# TASKS TO PERFORM
[a] In the film review, what grade is given to the film?
[b] Reproduce the film review word for word from "Unless, of course, all" to "a good name.".

* begin SELECTED EXTRACT *

Josh Radnor, the TV star from "How I Met Your Mother," has a hang-loose affability in the annoyingly titled "Happythankyoumoreplease," which henceforth I will refer to as "HTYMP." Radnor also wrote and directed the film, which won an audience award at the 2010 Sundance film festival. Audience winners at that festival tend to be quirky-goofy exercises in navel-gazing. Lo and behold, "HTYMP" does not disappoint.

Radnor's Sam is a would-be novelist who lives a scroungy bachelor existence in New York. His avoidance of "commitment" – he's OK with one-night stands – is put to the test when he is smitten by a local bartender and aspiring cabaret singer nicknamed Mississippi (Kate Mara) who, as fate would have it, hails from Mississippi.

Hoping for something more than an overnighter with the equally smitten barmaid, Sam suggests she move in with him for three days. What he has forgotten to tell her is that he has unofficially adopted a mixed-race 8-year-old boy, Rasheen (Michael Algieri), whom earlier in the week he watched being abandoned on a subway train. Mississippi is understandably confused and upset, but Sam, who doesn't seem to realize he's leaving himself open to kidnapping charges, promises to set things right – eventually.

As if this weren't enough baggage for one movie, especially an indie movie, Radnor front-loads the proceedings with further complications. Sam's best friend, Annie (Malin Akerman), who suffers from an immune-deficiency disorder that leaves her bereft of body hair, is trying to extricate herself from an on-off relationship with a crum bum Lothario (Peter Scanavino) while, at the same time, fending off the advances of a supernice-guy lawyer (Tony Hale) in her office building. His name is Sam, so she dubs him Sam No. 2. He's ordinary-looking but ardent, which means that, between the two of them, we are primed for much beauty-is-on-the-inside jabber. And then there's Sam's friend Mary Catherine (Zoe Kazan) and her boyfriend, Charlie (Pablo Schreiber), who are in turmoil because he may have a good job prospect in Los Angeles, a city that Mary Catherine, never having spent time there, likens to Hades. She is also, unbeknownst to him, pregnant.

Did "HTYMP" start out as three separate movies? Sometimes filmmakers, particularly of the young and underfunded variety, cram too much plot into their films because they are afraid they might never get the chance to make another. For audiences, the upside to this quandary is that if one story line isn't that interesting, another one will come along soon enough to break up the tedium.

Unless, of course, all the stories are tedious. In the case of "HTYMP," I found the Mary Catherine-Charlie confab borderline blah (though Kazan is good). The Annie-Sam No. 2 narrative is beyond predictable, but Akerman, her head turbaned in colorful scarves for most of the movie, is at least lively, and Hale gives nerds a good name.

That leaves Sam-Mississippi-Rasheen. The point of this story line seems to be a showcase for Sam's innate goodness. I kept asking myself how this good guy could afford to support himself, let alone an 8-year-old boy. Is he any good as a novelist?

The answers to these and sundry other questions are left twisting in the wind. But Radnor has an agenda here: He wants to make a movie that is, as he has stated in interviews, "defiantly uncynical."

That's fine – cynicism in the movies is often as flip as bubble-headed optimism, and lots more prevalent. But the happy endings in "HTYMP," as sweet as they are to experience, seem more engineered than inevitable. Grade: B- (Rated R for language.)

* end SELECTED EXTRACT *
* begin STORED RECORDS *

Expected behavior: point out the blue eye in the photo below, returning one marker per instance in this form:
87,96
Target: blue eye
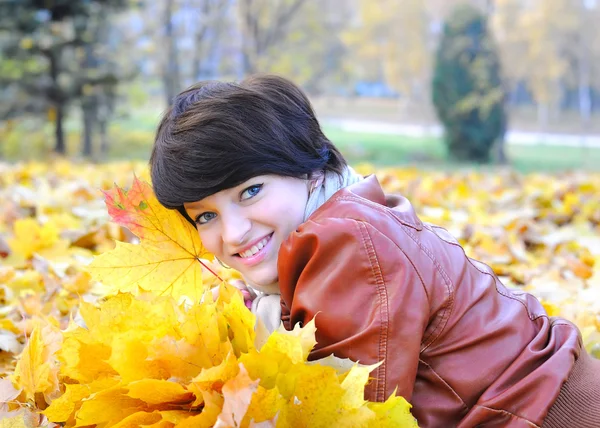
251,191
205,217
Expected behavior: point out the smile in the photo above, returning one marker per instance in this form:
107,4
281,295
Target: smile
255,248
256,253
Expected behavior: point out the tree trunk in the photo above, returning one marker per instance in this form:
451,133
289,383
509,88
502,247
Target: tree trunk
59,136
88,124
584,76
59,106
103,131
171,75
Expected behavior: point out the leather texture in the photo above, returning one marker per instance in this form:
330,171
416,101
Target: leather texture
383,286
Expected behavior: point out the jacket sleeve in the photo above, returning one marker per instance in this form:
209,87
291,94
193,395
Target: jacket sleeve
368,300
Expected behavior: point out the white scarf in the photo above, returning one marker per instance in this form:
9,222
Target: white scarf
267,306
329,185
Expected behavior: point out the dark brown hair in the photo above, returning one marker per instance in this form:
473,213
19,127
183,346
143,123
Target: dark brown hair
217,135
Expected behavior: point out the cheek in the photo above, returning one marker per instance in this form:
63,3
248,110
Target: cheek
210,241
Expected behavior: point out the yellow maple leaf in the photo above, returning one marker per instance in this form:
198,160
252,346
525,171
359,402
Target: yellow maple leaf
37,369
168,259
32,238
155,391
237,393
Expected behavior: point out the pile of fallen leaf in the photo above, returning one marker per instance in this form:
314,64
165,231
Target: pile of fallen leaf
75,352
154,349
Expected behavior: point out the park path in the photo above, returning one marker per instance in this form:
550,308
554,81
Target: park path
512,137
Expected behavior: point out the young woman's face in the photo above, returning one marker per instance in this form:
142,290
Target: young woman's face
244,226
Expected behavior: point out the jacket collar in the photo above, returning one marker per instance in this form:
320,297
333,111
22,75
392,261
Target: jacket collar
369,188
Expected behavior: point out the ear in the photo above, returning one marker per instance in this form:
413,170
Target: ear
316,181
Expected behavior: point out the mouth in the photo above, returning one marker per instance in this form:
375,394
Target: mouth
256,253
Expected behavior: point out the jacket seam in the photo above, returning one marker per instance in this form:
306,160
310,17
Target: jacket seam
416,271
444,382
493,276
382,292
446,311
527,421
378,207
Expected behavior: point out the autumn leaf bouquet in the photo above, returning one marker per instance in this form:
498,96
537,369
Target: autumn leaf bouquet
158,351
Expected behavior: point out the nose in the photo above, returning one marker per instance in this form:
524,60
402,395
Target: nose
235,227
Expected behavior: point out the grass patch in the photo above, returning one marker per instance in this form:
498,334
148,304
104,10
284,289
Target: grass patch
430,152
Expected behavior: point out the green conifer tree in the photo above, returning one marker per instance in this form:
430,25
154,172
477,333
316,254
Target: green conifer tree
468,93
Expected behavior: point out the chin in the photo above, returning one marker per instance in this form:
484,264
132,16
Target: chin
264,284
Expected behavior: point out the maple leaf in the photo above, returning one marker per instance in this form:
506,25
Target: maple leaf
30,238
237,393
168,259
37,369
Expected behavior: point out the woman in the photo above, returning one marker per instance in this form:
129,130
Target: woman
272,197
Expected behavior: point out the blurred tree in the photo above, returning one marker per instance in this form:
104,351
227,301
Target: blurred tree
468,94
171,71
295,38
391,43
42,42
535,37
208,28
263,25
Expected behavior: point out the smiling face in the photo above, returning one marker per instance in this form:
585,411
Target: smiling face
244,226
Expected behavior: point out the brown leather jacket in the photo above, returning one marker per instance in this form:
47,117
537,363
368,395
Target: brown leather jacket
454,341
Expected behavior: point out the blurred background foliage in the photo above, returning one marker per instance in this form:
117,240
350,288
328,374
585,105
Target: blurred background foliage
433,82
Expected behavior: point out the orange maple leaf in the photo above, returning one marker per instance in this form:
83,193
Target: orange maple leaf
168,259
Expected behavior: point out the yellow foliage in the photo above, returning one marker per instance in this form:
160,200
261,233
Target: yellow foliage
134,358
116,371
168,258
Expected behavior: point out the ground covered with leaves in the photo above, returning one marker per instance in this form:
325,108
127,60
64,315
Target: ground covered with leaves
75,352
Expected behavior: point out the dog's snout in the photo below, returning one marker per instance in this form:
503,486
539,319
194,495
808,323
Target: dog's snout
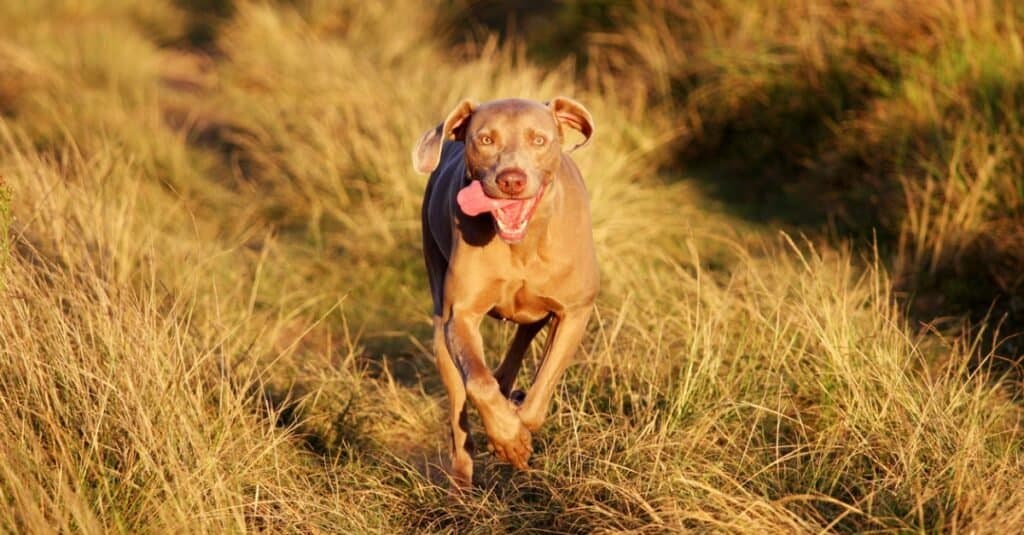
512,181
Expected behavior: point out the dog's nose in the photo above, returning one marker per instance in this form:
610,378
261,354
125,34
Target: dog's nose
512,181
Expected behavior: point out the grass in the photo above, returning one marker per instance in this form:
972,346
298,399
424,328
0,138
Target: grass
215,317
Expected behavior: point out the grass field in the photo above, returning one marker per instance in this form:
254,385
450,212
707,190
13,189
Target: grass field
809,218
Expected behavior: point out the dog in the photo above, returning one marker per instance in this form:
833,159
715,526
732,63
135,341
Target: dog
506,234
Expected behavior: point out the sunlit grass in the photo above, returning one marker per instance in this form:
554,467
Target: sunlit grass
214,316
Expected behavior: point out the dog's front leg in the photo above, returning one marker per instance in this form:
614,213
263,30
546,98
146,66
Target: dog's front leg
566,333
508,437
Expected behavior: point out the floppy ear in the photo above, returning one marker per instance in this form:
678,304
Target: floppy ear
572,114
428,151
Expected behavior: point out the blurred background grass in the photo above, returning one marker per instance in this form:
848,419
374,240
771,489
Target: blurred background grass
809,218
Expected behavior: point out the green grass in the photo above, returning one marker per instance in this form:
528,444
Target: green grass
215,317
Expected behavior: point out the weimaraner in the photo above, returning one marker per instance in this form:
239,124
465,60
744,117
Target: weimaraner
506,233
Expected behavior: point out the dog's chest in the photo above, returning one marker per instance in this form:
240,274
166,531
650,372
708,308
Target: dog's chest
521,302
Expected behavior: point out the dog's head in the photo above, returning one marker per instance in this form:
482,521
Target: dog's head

* end STORED RECORDS *

# EXPECTED OUTPUTS
[a] B-

[b]
Unless, of course, all the stories are tedious. In the case of "HTYMP," I found the Mary Catherine-Charlie confab borderline blah (though Kazan is good). The Annie-Sam No. 2 narrative is beyond predictable, but Akerman, her head turbaned in colorful scarves for most of the movie, is at least lively, and Hale gives nerds a good name.